- Written task
Render the lines below as a Markdown table with the columns Row and Line, numbering each row and leaving out blank lines. Cover only the lines from the line containing "Tag each instance of the doorway" up to and including the last line.

[BEGIN]

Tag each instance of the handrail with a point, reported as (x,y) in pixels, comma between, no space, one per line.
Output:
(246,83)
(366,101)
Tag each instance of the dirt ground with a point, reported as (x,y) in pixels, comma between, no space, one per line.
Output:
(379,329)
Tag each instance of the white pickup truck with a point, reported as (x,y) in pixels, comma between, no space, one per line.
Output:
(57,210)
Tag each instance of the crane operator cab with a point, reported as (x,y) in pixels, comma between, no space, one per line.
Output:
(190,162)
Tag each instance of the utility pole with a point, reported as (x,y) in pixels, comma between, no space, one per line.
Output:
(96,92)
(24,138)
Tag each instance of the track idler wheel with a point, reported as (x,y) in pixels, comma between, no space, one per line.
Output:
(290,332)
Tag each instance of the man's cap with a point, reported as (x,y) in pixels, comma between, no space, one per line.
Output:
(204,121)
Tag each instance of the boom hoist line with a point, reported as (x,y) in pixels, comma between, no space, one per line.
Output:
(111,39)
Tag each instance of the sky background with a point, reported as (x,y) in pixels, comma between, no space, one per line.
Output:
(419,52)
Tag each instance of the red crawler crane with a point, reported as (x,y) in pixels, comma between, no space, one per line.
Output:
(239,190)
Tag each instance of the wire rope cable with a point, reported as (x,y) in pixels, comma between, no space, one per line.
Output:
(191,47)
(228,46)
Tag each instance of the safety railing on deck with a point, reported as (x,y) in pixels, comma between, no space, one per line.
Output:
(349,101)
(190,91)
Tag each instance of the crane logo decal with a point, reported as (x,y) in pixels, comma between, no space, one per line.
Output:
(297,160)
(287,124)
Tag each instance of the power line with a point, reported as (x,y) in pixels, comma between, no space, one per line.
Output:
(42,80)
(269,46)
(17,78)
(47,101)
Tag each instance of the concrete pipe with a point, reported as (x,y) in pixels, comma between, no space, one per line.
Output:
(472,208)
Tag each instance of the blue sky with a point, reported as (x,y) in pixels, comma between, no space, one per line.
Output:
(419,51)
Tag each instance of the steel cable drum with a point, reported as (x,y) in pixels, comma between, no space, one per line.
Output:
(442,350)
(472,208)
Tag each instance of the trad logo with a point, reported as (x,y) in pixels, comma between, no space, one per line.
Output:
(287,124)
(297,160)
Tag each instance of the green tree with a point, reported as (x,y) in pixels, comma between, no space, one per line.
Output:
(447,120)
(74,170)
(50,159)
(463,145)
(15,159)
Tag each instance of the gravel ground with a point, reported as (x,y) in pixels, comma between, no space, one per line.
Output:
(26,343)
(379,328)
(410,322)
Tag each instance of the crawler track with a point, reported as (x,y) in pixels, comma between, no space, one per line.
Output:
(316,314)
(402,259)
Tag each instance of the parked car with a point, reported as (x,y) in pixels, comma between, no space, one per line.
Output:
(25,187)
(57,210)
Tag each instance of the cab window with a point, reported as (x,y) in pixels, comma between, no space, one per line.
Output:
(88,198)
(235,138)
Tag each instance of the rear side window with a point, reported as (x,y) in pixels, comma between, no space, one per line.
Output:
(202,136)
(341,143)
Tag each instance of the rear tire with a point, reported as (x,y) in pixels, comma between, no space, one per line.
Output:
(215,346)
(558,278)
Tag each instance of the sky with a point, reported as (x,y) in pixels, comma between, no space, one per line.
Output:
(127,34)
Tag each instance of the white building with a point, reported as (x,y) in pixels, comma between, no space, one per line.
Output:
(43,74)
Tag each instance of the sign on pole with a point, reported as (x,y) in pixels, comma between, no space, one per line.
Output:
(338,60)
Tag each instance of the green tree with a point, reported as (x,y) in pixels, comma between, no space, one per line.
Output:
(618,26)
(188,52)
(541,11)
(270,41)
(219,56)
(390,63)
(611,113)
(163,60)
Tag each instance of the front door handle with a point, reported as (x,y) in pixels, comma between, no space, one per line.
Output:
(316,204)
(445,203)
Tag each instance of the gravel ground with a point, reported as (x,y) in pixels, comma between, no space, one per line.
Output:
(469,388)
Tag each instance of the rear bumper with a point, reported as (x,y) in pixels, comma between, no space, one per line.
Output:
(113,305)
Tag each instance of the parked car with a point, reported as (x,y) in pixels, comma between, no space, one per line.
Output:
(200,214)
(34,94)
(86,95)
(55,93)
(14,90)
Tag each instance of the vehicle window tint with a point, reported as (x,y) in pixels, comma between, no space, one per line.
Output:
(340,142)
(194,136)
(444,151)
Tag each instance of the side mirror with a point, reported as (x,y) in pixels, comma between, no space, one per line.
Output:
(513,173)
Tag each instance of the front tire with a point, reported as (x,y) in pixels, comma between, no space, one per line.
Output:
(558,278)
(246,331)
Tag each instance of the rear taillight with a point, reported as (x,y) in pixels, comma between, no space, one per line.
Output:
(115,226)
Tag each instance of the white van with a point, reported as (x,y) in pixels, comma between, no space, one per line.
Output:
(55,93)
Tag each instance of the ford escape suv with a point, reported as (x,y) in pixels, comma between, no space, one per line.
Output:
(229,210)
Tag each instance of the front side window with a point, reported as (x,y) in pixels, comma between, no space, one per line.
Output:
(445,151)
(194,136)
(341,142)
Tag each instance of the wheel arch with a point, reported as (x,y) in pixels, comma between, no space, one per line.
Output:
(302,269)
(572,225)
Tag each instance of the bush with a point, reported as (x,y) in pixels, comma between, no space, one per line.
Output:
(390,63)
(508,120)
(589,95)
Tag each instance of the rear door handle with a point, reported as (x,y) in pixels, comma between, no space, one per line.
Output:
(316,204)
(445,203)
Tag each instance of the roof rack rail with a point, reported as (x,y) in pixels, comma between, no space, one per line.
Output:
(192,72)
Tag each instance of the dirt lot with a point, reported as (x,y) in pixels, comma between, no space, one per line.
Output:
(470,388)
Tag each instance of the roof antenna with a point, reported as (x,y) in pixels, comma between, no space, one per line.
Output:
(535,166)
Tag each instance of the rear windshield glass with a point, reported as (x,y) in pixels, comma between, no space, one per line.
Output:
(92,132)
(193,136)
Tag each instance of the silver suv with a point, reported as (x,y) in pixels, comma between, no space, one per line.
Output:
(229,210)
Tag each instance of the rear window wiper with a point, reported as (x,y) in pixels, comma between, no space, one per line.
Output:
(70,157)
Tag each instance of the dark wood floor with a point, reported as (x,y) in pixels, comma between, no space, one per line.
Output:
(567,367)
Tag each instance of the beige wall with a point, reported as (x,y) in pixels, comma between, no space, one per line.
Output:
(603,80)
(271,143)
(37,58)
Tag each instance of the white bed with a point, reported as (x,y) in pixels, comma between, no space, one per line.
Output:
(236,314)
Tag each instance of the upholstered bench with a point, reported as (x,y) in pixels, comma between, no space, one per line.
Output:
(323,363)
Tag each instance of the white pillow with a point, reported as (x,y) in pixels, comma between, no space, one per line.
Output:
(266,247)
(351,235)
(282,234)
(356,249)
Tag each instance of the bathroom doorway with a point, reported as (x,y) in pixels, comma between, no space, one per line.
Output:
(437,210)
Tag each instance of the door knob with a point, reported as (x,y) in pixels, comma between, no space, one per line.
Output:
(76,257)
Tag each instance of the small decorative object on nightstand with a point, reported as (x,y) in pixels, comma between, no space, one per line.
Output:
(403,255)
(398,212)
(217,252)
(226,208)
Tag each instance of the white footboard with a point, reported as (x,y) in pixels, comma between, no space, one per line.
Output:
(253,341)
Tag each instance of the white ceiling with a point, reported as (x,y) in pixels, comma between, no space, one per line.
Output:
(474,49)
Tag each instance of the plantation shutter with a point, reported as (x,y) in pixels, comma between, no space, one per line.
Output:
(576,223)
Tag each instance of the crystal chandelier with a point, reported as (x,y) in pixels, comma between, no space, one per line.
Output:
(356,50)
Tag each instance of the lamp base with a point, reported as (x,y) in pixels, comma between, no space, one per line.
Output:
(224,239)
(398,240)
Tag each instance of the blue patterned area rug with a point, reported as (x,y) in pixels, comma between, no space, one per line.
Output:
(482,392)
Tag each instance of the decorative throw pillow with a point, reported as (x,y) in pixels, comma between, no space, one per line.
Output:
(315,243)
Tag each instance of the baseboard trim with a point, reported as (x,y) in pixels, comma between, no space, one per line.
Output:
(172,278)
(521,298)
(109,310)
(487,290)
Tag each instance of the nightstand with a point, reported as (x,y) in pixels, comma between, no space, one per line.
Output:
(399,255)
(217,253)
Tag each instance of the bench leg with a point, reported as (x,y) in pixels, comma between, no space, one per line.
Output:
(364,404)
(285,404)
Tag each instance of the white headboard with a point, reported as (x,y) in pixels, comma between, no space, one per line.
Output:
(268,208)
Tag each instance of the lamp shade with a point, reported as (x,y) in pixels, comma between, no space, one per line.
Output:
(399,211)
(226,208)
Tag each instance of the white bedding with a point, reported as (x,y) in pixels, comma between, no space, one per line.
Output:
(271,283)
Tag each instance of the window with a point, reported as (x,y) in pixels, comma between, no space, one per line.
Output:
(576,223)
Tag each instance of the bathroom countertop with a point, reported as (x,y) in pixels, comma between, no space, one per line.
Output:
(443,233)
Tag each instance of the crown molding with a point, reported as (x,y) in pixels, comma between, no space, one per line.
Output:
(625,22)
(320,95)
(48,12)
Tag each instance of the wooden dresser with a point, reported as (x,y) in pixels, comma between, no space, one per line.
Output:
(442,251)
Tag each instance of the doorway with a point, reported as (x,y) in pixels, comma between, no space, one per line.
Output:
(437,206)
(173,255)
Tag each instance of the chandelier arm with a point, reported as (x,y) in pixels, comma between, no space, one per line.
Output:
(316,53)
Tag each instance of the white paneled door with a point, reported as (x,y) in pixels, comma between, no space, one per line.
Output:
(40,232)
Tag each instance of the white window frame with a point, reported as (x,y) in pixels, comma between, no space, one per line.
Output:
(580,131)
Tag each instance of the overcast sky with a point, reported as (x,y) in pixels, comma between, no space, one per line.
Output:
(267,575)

[END]

- Written response
| Row | Line |
|---|---|
| 1 | Tag each instance of the doorway with a point, reported as (x,y) in pixels, comma between, no space, one per line. |
| 2 | Output: |
| 3 | (437,206) |
| 4 | (173,255) |
| 5 | Tag each instance of the chandelier arm with a point, reported as (x,y) in pixels, comma between, no space, one per line. |
| 6 | Output: |
| 7 | (316,53) |
| 8 | Tag each instance of the white paneled door with a point, reported as (x,y) in pixels, comma between, no space, one per line. |
| 9 | Output: |
| 10 | (40,232) |
| 11 | Tag each instance of the white window frame with a point, reported as (x,y) in pixels, comma between, no space, one per line. |
| 12 | Output: |
| 13 | (580,131) |
| 14 | Tag each instance of the overcast sky with a point, reported as (x,y) in pixels, comma between, no space, one per line. |
| 15 | Output: |
| 16 | (267,575) |